## Assignment 1
In the market overview, what does the stretch from "Market Overview" through "on the other." read as once you swap "investors" for "savers"?
## Assignment 2
Can you sum up the market overview in two sentences?

## Source passage
Market Overview
As America welcomes a new president committed to fundamental market change, investors around the world might do well to ponder a world radically different in the wake of COVID-19. Two issues of note for those wondering how events might play out are the twin issues of China’s explosive entry into the 21st century, on the one hand, and the ‘financialisation’ of the World’s economy, on the other.
On joining the WTO on 11th December 2001, China brought 1.4 billion people with an average wage below $1,000 p.a. into the G3 (US, Europe, Japan) trading system that had a population of 0.9 billion and a $30,000 p.a. average wage. It was thought trade might liberalise China’s politics while Western consumers would benefit from cheaper goods as the invisible hand made any necessary adjustments. Things did not go exactly as planned. After 19 years, China gained 15 million manufacturing jobs whilst the US lost 5 million. Though the West’s companies prospered mightily thanks to the torrent of low-cost labour, it was the Western system that came under pressure, as societies faced polarising inequality. Plunged into a deflationary productivity crisis, their central banks printed money and cut rates, but all they boosted was asset values.

## Records supplied
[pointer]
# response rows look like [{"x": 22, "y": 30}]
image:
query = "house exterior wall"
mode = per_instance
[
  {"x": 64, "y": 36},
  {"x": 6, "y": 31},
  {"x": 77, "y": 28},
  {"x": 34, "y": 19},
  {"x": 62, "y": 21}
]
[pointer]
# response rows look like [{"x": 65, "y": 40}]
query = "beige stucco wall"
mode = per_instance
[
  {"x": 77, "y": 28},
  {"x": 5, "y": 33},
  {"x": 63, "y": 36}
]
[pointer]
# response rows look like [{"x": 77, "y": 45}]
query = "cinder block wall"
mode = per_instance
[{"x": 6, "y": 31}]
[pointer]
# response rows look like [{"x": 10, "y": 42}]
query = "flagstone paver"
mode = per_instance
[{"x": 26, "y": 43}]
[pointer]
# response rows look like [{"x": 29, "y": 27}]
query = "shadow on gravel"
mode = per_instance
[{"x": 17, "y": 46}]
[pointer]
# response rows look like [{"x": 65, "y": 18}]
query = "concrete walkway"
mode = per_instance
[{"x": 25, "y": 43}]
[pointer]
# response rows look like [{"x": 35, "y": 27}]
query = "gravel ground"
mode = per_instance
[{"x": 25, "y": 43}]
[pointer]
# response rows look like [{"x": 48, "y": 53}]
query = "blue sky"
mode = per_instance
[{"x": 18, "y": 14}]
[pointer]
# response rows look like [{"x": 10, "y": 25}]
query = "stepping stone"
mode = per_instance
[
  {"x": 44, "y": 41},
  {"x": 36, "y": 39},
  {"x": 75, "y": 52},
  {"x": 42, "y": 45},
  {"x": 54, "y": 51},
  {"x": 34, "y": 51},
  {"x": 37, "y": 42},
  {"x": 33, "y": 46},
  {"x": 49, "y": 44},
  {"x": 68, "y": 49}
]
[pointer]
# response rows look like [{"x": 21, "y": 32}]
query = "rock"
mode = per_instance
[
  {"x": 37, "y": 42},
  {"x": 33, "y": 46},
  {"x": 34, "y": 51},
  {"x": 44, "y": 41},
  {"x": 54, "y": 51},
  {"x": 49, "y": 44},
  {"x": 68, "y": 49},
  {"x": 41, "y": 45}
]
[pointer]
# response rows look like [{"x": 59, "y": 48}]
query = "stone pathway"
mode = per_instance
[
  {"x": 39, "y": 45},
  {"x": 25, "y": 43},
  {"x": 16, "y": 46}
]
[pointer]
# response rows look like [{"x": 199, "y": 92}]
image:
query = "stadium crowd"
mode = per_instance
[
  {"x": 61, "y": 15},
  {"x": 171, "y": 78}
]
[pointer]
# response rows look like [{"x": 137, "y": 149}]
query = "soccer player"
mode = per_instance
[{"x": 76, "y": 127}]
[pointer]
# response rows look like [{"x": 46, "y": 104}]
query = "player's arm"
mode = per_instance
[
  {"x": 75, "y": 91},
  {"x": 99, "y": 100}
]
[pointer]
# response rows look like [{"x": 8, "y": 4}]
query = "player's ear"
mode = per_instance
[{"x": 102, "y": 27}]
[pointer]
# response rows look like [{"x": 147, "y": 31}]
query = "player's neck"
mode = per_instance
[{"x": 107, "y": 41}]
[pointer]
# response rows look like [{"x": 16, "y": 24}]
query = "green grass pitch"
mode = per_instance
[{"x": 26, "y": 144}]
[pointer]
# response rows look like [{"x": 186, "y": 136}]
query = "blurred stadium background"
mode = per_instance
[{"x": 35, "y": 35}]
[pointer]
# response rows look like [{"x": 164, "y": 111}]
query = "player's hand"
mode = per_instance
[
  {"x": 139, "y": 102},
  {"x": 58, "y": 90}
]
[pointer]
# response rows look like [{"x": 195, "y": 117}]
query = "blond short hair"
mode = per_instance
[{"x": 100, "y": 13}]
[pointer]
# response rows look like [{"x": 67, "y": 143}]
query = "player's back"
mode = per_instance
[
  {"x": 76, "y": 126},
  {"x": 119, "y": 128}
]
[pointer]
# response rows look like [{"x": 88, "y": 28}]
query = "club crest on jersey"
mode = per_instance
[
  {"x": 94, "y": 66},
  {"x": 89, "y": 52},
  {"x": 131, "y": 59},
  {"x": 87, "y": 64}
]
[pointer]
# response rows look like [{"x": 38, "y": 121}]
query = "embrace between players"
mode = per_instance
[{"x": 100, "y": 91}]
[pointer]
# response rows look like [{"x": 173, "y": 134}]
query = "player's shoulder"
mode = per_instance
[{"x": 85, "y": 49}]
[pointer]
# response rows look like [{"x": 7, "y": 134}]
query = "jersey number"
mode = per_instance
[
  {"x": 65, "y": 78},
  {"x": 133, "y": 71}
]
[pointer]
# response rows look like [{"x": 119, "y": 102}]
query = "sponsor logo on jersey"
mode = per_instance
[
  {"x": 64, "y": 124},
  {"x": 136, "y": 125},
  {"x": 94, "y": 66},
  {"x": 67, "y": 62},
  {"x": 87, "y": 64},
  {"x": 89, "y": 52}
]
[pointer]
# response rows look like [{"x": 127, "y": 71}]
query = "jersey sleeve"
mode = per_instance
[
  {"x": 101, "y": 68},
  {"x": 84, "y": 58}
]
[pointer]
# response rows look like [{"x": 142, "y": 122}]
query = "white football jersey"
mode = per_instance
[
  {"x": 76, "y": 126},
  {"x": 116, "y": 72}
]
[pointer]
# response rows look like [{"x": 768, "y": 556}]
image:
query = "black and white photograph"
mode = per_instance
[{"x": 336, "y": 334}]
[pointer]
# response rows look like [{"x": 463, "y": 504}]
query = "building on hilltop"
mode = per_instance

## Worked solution 1
Market Overview
As America welcomes a new president committed to fundamental market change, savers around the world might do well to ponder a world radically different in the wake of COVID-19. Two issues of note for those wondering how events might play out are the twin issues of China’s explosive entry into the 21st century, on the one hand, and the ‘financialisation’ of the World’s economy, on the other.

## Worked solution 2
As the US welcomes a new president committed to fundamental market change, the overview points to China's explosive rise and the financialization of the world economy as two issues to watch after COVID-19. China's 2001 entry into the WTO brought 1.4 billion low-wage workers into the G3 trading system, and over 19 years China gained 15 million manufacturing jobs while the US lost 5 million; Western companies prospered, but Western societies faced polarizing inequality, and their central banks' money printing and rate cuts mainly boosted asset values.